*** Begin section ***
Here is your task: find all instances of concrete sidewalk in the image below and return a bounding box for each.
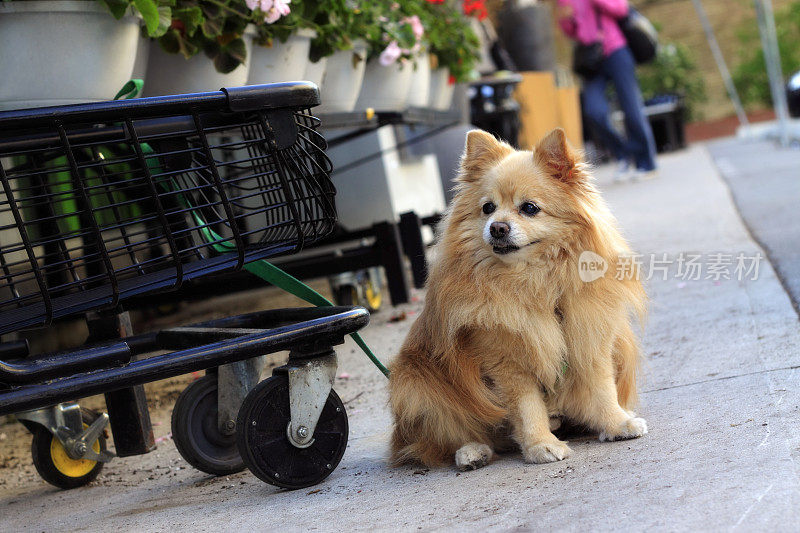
[2,143,799,531]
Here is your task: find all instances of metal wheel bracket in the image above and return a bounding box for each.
[281,351,337,449]
[16,402,115,462]
[217,356,266,435]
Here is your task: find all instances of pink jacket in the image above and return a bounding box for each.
[557,0,629,57]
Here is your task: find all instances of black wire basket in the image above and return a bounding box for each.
[0,83,336,335]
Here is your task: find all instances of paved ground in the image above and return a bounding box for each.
[708,138,800,313]
[1,142,799,531]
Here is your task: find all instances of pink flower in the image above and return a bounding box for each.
[379,40,402,66]
[264,0,290,23]
[405,15,424,40]
[246,0,291,24]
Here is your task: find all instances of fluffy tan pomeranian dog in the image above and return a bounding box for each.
[388,128,648,470]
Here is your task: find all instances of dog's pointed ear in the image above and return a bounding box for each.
[459,130,513,182]
[534,128,583,184]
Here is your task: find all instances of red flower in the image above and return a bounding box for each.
[463,0,488,20]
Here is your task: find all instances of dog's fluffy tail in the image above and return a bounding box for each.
[389,346,506,467]
[614,323,640,410]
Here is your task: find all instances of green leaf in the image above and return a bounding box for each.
[154,6,172,38]
[213,51,241,74]
[133,0,160,36]
[224,38,247,64]
[158,28,198,58]
[99,0,130,19]
[202,40,221,60]
[173,6,203,35]
[201,16,223,38]
[158,28,181,55]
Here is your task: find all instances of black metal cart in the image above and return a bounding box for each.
[0,82,369,490]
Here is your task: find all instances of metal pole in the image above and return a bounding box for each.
[691,0,749,127]
[754,0,790,146]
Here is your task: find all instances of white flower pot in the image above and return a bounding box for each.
[355,60,413,112]
[316,41,368,114]
[144,26,256,96]
[429,67,455,111]
[0,1,141,110]
[132,36,150,82]
[407,55,431,108]
[247,28,316,85]
[304,57,328,88]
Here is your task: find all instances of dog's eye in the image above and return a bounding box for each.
[520,202,540,216]
[482,202,496,215]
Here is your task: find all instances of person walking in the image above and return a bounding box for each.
[555,0,657,181]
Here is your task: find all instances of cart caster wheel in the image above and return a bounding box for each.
[236,375,348,489]
[361,276,382,312]
[333,284,357,307]
[171,375,245,476]
[31,408,106,490]
[334,279,382,312]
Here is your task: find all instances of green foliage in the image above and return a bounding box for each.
[359,1,420,62]
[733,2,800,108]
[415,0,480,82]
[46,0,481,80]
[637,42,707,121]
[156,0,251,73]
[99,0,173,37]
[304,0,374,62]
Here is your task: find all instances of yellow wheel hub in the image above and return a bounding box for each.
[49,423,100,478]
[364,282,382,311]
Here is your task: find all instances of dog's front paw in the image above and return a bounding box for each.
[455,442,493,471]
[599,417,648,442]
[523,440,572,464]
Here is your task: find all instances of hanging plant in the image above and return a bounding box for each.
[357,1,424,67]
[250,0,302,48]
[154,0,292,74]
[302,0,373,63]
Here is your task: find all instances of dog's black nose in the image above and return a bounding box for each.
[490,221,510,239]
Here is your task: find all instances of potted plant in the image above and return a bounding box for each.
[355,1,423,112]
[0,0,170,110]
[420,0,480,110]
[144,0,272,96]
[304,0,373,113]
[404,14,430,108]
[246,0,317,85]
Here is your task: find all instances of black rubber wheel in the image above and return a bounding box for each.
[333,284,357,306]
[236,375,348,489]
[31,408,106,490]
[171,375,245,476]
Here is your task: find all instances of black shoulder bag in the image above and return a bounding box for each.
[618,7,658,64]
[571,4,604,78]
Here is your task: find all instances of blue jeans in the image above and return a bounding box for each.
[582,46,657,171]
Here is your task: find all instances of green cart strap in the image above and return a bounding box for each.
[193,218,390,378]
[244,260,390,377]
[114,79,144,100]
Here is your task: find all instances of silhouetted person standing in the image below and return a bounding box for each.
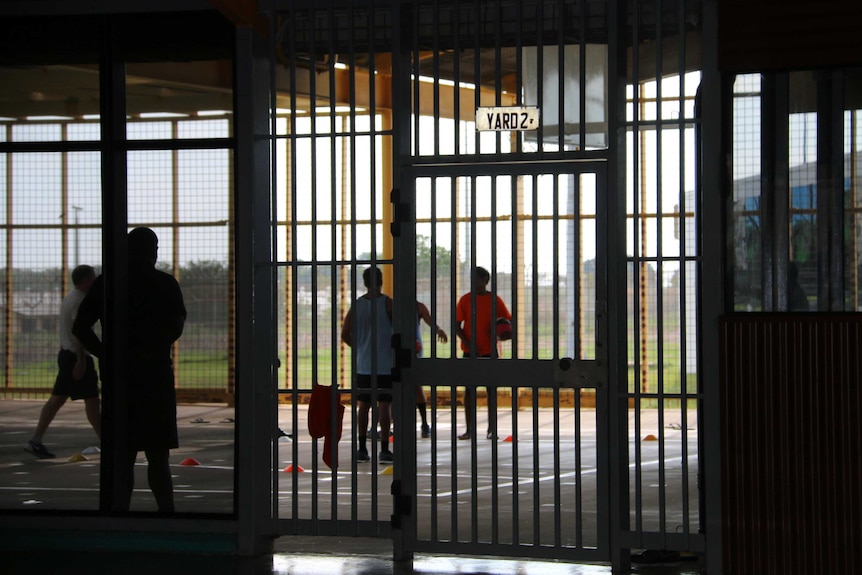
*** End section ***
## What you will do
Transcribe all of the lines above exactly as given. The pictures stay out.

## Answer space
Here is your task: find all instances of concrete sidewalk in the image below and return a bounding box for each.
[2,143,799,531]
Here is your task: find all instances of metal wheel bracket in the image above and return a bounding box for each.
[281,351,337,449]
[16,402,115,462]
[217,356,266,435]
Here is your task: find all instances of pink jacket in the image above and return a bounding box for each.
[557,0,629,57]
Here is your task: find all instances of black wire basket in the image above and return a bounding box for each.
[0,83,336,335]
Here is your task: find all instances of paved ground in the image above and return a bounding box for each.
[708,138,800,313]
[1,142,799,531]
Here is your task: find all instances of pink flower in the image above and return a bounding box for each.
[379,40,402,66]
[264,0,290,23]
[405,15,424,40]
[246,0,291,24]
Here is your task: find all instances of fluffy tan pomeranian dog in the image above and return a bounding box for each.
[388,128,648,470]
Here is your task: find all instances of dog's pointed ear in the image above and return a bounding box for each.
[459,130,513,182]
[534,128,583,184]
Here is your task: find all instances of red flower in the image above and return a bounding box for each.
[463,0,488,20]
Here is your task: find all instances of dog's fluffy tail in the image above and return a bounding box for each.
[389,346,506,467]
[614,323,640,410]
Here is your task: find all instances of green leaf in the image above and return a bounding box for each.
[154,6,172,38]
[213,51,241,74]
[133,0,160,36]
[224,38,247,64]
[158,28,198,58]
[99,0,130,19]
[202,40,221,60]
[173,6,203,35]
[201,16,223,38]
[158,28,181,55]
Here is your task: find all instances of black metal cart in the image above and return a bounding box for each.
[0,82,369,490]
Here is your task: find all instances of metal pole in the image above and return a bounding box for each.
[691,0,749,127]
[754,0,790,146]
Here is your task: find all instances of white flower pot in the image above and return a bounding box for each.
[355,60,413,112]
[316,41,368,114]
[144,26,256,96]
[429,67,455,111]
[0,1,141,110]
[132,36,150,82]
[407,55,431,108]
[247,28,316,85]
[304,57,328,88]
Here is your task: find all instances of dog's eye in the image above and return a bounding box for each.
[520,202,540,216]
[482,202,496,215]
Here is your task: find all instances of person walking in the image above and return a bounding box for each.
[555,0,657,181]
Here is your task: find all instances of cart caster wheel in the image above and return a bounding box for each.
[236,375,348,489]
[361,276,382,312]
[333,284,357,307]
[171,375,245,476]
[31,408,106,490]
[334,279,382,312]
Here is your task: find all instances of green foliage in the image above and return a bounding box for each.
[359,1,420,62]
[733,2,800,108]
[415,0,480,82]
[46,0,481,80]
[637,42,707,121]
[156,0,251,73]
[99,0,173,37]
[304,0,374,62]
Here is your task: find all instances of yellow wheel hub in the image above and return a bounding box for each.
[49,423,100,478]
[364,282,382,311]
Here is your task: find all instances of dog's front paw in the image above and return a bounding box for each.
[455,442,493,471]
[599,417,648,442]
[523,440,572,464]
Here is your task: find all instances of hanging plant in the image above and return a bounding box for each.
[357,1,424,67]
[250,0,302,48]
[154,0,292,74]
[302,0,373,63]
Here is your task: find all instances of dog's black nose in the image above and return a bounding box for each.
[490,221,510,239]
Here is your task: find all instances of potted plant in the image above and return a bounding box for each.
[355,1,423,112]
[0,0,170,110]
[420,0,480,110]
[144,0,272,96]
[304,0,373,113]
[404,14,430,108]
[246,0,317,85]
Here is your task: find all instances of black rubber wheel in the image above and return a bounding box for each.
[333,284,357,306]
[236,375,348,489]
[31,408,106,490]
[171,375,245,476]
Here is your task: find all instances of black shoulder bag in the image above and return a bounding box for each.
[618,7,658,64]
[571,4,604,78]
Here is your task: find all instances of blue jeans in the image above and return a bounding box for each.
[582,46,657,171]
Here is your task: find all instances of green cart strap in the image above and return a bounding box for each.
[193,218,390,378]
[244,260,390,377]
[114,79,144,100]
Here is your task: find all instances of silhouetted person standing in the image below and return a bounding box for each.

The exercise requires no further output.